• **What you should do**:
Starting at the line that contains "For the benchmark, spot each instance of the dark window", retype each line to the end of the listing below. Include both ends, but not the pictures.

• • • • • • •

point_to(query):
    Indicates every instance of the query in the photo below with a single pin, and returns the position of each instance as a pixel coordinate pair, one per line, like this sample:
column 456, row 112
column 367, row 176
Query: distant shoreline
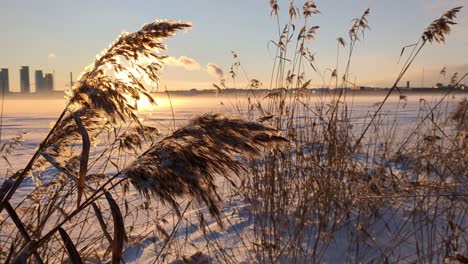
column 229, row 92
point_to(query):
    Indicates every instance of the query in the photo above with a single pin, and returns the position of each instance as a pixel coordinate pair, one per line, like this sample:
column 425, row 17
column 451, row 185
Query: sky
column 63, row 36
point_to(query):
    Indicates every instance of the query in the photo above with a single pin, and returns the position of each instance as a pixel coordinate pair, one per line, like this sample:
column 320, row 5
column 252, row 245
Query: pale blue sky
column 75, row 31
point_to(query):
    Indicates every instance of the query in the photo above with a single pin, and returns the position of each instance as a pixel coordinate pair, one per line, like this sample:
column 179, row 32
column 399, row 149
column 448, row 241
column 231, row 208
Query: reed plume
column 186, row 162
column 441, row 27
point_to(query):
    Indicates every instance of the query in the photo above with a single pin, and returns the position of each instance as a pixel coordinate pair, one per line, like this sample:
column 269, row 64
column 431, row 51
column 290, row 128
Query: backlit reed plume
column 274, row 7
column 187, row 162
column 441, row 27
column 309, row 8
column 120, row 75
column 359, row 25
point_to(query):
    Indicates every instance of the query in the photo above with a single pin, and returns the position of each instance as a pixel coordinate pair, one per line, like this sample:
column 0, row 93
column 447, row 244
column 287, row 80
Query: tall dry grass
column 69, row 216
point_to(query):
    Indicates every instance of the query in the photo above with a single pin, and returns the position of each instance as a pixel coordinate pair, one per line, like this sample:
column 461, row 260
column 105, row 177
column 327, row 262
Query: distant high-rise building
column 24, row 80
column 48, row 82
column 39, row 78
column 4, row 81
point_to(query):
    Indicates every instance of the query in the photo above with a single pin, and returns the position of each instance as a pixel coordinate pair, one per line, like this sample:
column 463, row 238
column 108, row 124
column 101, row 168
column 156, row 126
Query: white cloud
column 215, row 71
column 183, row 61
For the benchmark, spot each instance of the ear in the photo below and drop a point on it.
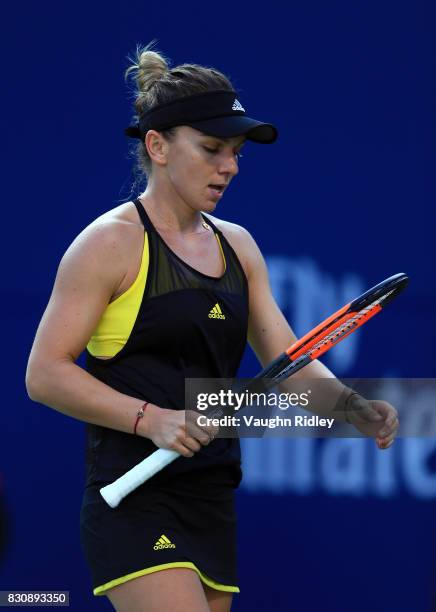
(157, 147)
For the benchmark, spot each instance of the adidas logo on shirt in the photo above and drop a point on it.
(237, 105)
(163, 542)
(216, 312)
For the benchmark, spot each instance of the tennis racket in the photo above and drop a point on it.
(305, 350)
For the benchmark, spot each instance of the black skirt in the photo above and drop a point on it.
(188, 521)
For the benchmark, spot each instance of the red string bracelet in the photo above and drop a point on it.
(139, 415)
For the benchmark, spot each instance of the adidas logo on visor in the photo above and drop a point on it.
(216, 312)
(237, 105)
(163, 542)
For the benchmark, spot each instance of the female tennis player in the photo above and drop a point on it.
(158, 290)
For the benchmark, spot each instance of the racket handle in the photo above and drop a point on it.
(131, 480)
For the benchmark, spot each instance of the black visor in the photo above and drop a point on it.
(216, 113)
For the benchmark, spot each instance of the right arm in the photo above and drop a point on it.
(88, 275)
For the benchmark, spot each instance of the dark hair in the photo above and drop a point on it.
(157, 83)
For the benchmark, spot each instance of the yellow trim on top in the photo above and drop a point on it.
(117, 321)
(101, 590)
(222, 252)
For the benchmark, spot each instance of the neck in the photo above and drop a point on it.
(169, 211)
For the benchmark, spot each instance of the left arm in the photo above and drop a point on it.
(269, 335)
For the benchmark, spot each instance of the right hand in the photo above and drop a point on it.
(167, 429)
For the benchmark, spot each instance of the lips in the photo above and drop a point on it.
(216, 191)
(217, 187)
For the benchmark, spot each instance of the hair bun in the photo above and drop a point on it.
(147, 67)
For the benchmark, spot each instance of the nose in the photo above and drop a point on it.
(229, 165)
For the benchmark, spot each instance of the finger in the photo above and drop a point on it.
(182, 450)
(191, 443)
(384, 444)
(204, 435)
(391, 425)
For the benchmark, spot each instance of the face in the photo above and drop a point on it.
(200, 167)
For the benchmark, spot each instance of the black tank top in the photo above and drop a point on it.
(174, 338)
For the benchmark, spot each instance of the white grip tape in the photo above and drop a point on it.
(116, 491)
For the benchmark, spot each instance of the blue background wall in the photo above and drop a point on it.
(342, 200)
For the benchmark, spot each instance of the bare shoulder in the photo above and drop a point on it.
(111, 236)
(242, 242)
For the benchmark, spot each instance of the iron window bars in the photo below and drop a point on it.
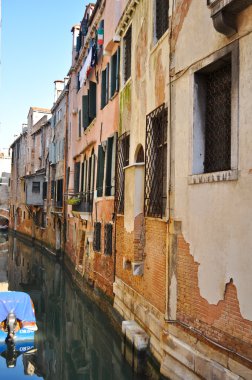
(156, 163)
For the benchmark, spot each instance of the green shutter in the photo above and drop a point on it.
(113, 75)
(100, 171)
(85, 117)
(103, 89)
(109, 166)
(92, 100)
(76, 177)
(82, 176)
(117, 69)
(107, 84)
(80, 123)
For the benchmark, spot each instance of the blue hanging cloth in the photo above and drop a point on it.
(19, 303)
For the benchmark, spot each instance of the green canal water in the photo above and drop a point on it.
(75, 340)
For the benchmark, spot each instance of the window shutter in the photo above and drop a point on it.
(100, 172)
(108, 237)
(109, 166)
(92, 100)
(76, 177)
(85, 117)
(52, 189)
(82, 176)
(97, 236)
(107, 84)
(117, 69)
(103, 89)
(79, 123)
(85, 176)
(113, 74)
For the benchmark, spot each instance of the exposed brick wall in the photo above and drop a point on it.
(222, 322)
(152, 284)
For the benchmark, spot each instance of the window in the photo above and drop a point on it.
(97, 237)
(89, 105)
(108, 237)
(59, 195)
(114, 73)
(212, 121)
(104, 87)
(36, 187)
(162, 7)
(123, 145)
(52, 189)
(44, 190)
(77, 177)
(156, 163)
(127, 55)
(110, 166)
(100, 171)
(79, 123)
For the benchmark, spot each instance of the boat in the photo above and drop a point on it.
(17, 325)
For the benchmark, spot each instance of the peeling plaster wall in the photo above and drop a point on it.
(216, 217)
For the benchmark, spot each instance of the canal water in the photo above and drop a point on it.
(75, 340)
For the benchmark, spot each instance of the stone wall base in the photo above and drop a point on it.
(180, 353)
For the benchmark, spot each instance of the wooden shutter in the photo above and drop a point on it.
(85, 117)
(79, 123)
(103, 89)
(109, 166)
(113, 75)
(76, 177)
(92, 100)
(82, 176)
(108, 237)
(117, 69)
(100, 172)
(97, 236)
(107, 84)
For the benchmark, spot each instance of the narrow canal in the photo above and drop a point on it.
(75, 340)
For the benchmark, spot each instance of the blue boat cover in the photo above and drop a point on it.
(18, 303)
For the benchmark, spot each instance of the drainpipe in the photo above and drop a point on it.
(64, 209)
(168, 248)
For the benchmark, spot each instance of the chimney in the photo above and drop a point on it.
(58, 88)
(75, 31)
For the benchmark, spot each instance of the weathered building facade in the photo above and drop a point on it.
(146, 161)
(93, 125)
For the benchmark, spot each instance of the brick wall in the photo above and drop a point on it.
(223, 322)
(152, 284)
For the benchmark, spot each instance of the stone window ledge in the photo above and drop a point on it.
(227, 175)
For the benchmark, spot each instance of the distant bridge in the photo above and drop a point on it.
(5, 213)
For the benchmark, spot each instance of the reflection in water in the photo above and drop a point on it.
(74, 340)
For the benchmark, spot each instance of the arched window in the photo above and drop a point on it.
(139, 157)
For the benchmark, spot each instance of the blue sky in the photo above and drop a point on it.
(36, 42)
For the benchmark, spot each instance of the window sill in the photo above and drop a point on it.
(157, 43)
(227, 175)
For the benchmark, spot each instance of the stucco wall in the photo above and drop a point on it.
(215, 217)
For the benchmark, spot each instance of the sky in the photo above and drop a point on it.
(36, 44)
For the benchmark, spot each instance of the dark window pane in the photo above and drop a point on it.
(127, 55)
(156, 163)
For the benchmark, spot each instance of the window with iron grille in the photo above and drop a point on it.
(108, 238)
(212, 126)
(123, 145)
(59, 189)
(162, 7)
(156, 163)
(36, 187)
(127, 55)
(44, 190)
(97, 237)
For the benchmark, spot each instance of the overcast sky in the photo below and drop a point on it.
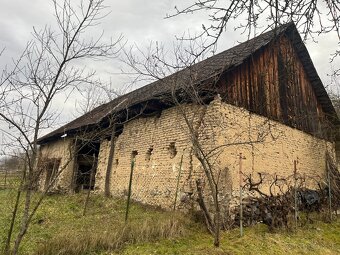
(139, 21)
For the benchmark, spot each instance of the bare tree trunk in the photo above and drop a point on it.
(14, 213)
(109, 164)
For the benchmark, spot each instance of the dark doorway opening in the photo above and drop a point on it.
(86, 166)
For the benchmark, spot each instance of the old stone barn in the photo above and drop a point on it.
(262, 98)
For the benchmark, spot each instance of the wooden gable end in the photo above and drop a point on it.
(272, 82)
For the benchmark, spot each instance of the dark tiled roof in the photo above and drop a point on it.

• • • • • • •

• **Solution below**:
For the benchmark, spot each instance of the dark window pane in the photo above and drop a point on it.
(127, 55)
(156, 163)
For the benchmark, spot each instance of the window with iron grille in the photo above and drop a point on it.
(108, 238)
(212, 126)
(123, 145)
(59, 189)
(162, 7)
(156, 163)
(36, 187)
(127, 55)
(44, 190)
(97, 237)
For the benchmark, spot each instance of the overcast sky in the photo below and drop a point on it.
(139, 21)
For the benchmark, spot each instance of the bare tree trunk in the photo above and drop a point on it.
(14, 213)
(109, 164)
For the benchmark, spot each instance of the dark doorway opening in the photo above and drop a point on it.
(86, 166)
For the benchmark, spot each instance of the old stone barn in the photo above and drop a point on it.
(262, 98)
For the benchmark, spot each instance of the wooden gable end in the photo above and drop a point on it.
(272, 82)
For the benchmark, spot each instance of the dark tiled roof in the photo above and drop a point on it.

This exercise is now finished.